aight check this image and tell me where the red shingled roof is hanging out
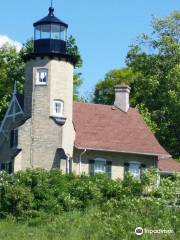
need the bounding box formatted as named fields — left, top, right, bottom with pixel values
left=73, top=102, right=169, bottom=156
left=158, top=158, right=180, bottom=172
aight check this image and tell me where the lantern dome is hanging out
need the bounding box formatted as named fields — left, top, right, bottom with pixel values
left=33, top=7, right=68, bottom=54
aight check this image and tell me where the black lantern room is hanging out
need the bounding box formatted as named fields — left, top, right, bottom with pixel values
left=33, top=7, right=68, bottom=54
+===+
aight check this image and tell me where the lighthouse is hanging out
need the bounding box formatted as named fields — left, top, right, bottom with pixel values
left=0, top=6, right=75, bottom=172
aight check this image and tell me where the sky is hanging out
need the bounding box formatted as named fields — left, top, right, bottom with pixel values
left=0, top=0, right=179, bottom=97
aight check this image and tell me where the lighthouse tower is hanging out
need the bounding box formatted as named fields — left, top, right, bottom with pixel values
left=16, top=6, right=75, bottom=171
+===+
* WORK INSTRUCTIONS:
State the number of lines in the data that include the string "hanging", and add nothing else.

* RESPONSE BOX:
6